--- START ---

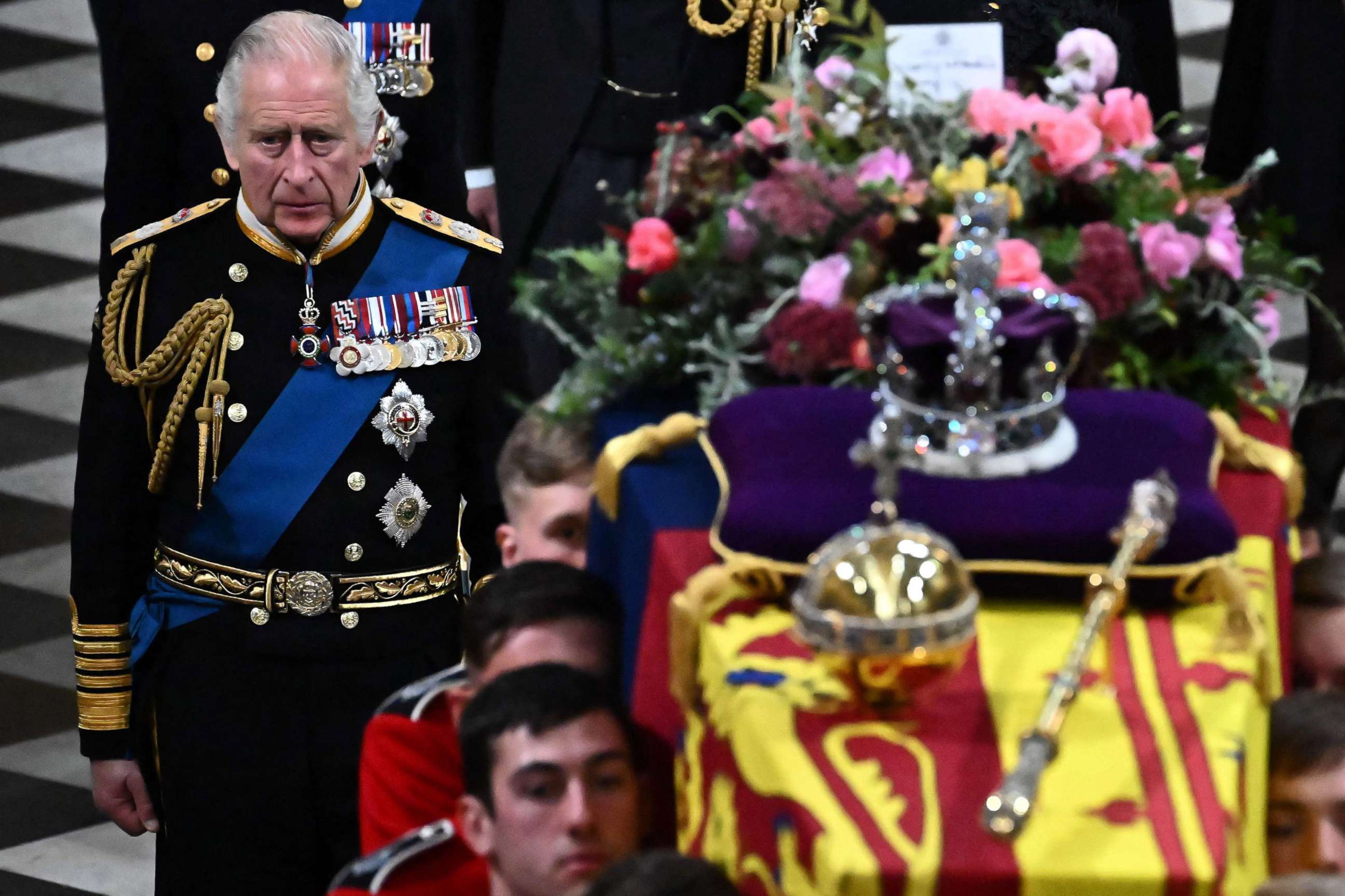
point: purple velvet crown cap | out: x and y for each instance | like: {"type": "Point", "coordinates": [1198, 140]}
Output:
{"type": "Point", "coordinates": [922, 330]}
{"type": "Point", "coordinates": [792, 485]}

--- END ---
--- START ---

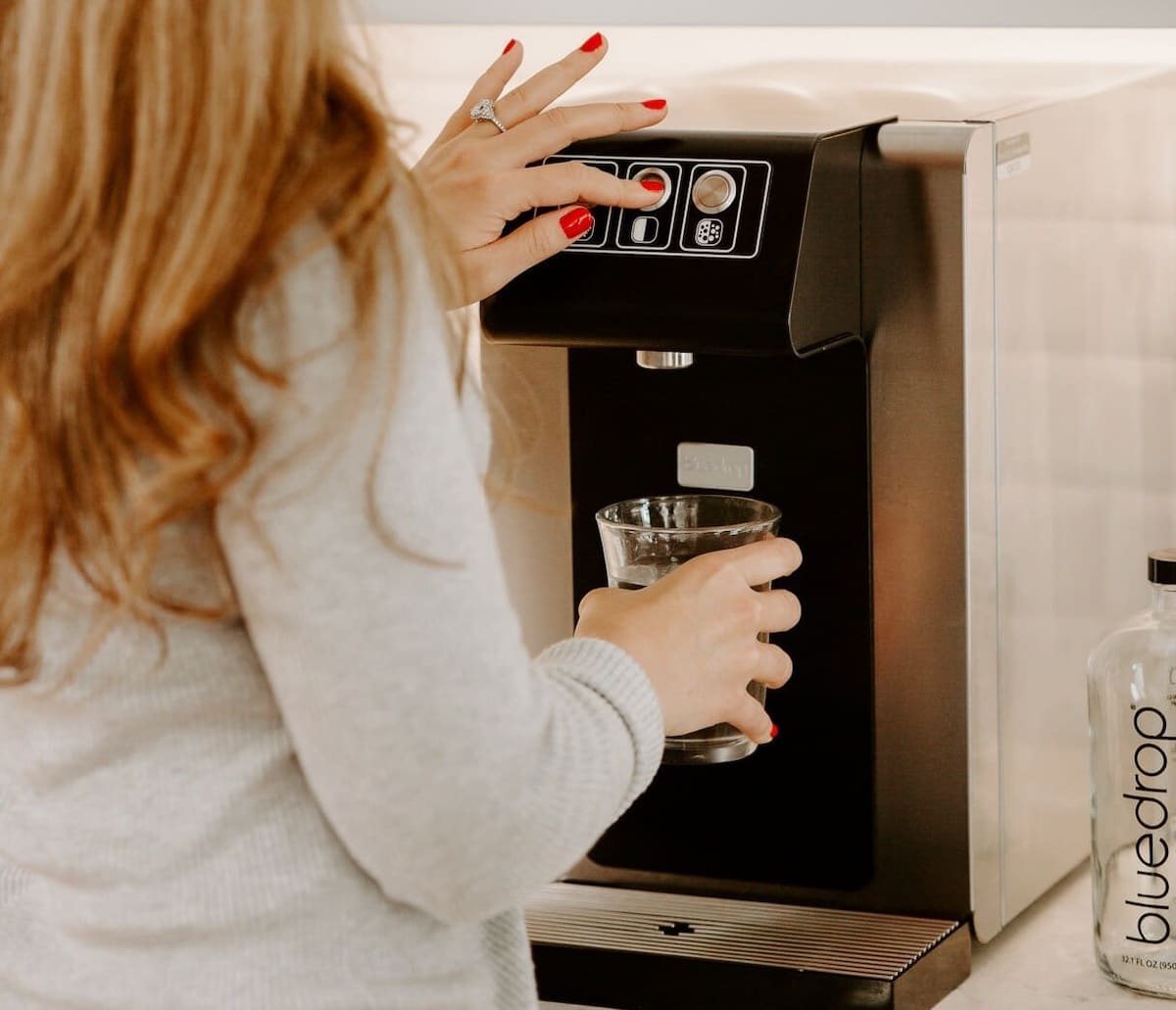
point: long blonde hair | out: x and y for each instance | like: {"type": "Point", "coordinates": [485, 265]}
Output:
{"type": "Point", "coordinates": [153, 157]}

--- END ---

# TASK GOAL
In the records above, find each line that mentions the string "like", then copy it.

# RESULT
point: purple velvet crown cap | out: x and y for each instance | like: {"type": "Point", "coordinates": [1198, 140]}
point: long blonde hair | out: x and y for each instance | like: {"type": "Point", "coordinates": [485, 265]}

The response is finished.